## begin RECORD EXCERPTS

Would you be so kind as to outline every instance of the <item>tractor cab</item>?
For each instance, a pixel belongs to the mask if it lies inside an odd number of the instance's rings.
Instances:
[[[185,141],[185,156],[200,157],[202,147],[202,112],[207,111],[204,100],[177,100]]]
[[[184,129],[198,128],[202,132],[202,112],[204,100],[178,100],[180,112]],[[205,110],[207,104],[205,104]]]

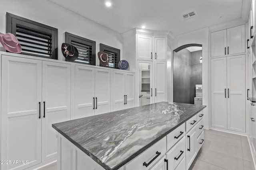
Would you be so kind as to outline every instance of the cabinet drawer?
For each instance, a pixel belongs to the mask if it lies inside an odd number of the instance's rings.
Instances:
[[[200,148],[202,147],[202,145],[203,145],[204,141],[204,131],[203,131],[197,138],[197,141],[196,143],[196,150],[197,152],[198,152]]]
[[[186,122],[186,132],[188,132],[196,124],[197,115],[195,115]]]
[[[185,136],[185,123],[167,135],[167,150]]]
[[[197,115],[197,121],[199,121],[200,120],[204,117],[204,111],[202,111],[196,114]]]
[[[198,137],[203,130],[204,119],[202,119],[196,124],[196,136]]]
[[[186,162],[185,161],[185,158],[181,160],[180,163],[178,166],[175,170],[184,170],[186,169]]]
[[[168,160],[169,170],[175,170],[185,157],[185,137],[183,137],[172,149],[166,153],[166,159]]]
[[[141,153],[126,165],[126,170],[148,170],[166,152],[166,139],[164,137],[155,143],[149,148]],[[157,154],[157,153],[160,152]],[[156,157],[156,158],[155,158]],[[154,159],[154,158],[155,158]],[[154,161],[149,164],[150,161]],[[144,164],[149,164],[146,166]]]

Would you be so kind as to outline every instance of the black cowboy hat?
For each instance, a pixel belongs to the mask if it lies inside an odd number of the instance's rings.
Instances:
[[[62,43],[61,51],[66,61],[74,61],[78,57],[78,51],[74,45],[67,43]]]

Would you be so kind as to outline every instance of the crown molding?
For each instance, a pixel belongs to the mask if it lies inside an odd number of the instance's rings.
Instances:
[[[123,38],[126,38],[136,34],[141,34],[152,36],[167,37],[171,39],[173,39],[174,37],[174,35],[170,31],[153,31],[138,28],[134,28],[128,31],[121,34],[121,35]]]
[[[240,25],[244,24],[246,23],[246,21],[245,21],[242,18],[240,18],[226,22],[224,23],[209,27],[209,29],[210,32],[214,32]]]

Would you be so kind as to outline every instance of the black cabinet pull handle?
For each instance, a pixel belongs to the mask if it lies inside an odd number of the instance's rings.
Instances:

## end RECORD EXCERPTS

• _WHAT TO DO_: Copy all of the lines above word for word, and leave the pictures out of your copy.

• _TASK RESULT_:
Would you be so kind as to outline every instance of the <item>tractor cab</item>?
For each instance, a pixel belongs to the mask if it lies inside an odd number of the instance's rings.
Instances:
[[[185,141],[185,156],[200,157],[202,147],[202,112],[207,111],[204,100],[177,100]]]
[[[184,129],[198,128],[202,132],[202,112],[204,100],[178,100],[180,112]],[[205,110],[207,104],[205,104]]]

Would you be so kind as to outline every instance of the cabinet drawer?
For each instance, a pixel belongs to the mask if it lies inside an odd number of the instance's rings.
Instances:
[[[200,148],[202,147],[202,145],[203,145],[204,141],[204,131],[203,131],[197,138],[197,141],[196,143],[196,150],[197,152],[198,152]]]
[[[186,122],[186,132],[188,132],[196,124],[197,115],[195,115]]]
[[[185,136],[185,123],[167,135],[167,150]]]
[[[197,115],[197,121],[199,121],[200,120],[204,117],[204,111],[202,111],[196,114]]]
[[[198,137],[203,130],[204,119],[202,119],[196,124],[196,136]]]
[[[186,162],[185,161],[185,158],[181,160],[180,163],[178,166],[175,170],[184,170],[186,169]]]
[[[168,160],[169,170],[175,170],[185,157],[185,137],[183,137],[172,149],[166,153],[166,159]]]
[[[141,153],[126,165],[126,170],[148,170],[166,152],[166,139],[164,137],[155,143],[149,148]],[[157,154],[157,153],[160,152]],[[156,157],[156,158],[155,158]],[[154,159],[154,158],[155,158]],[[154,161],[149,164],[150,161]],[[144,164],[149,164],[146,166]]]

Would you be so kind as to outline every instance of the black cowboy hat?
For each instance, a pixel belongs to the mask if it lies inside an odd number of the instance's rings.
Instances:
[[[62,43],[61,51],[66,61],[74,61],[78,57],[78,51],[74,45],[67,43]]]

Would you be so kind as to outline every instance of the crown molding?
For each instance, a pixel belongs to the mask if it lies inside an odd number of the instance's rings.
Instances:
[[[123,38],[126,38],[136,34],[141,34],[152,36],[167,37],[171,39],[173,39],[174,37],[174,35],[170,31],[153,31],[138,28],[134,28],[128,31],[121,34],[121,35]]]
[[[240,25],[244,24],[246,23],[246,21],[245,21],[242,18],[240,18],[226,22],[224,23],[209,27],[209,29],[210,32],[214,32]]]

Would you be so kind as to outline every instance of the black cabinet pull handle?
For each instance, a pixel belongs to the mask if it lies inside an odd number of the instance's rings.
Instances:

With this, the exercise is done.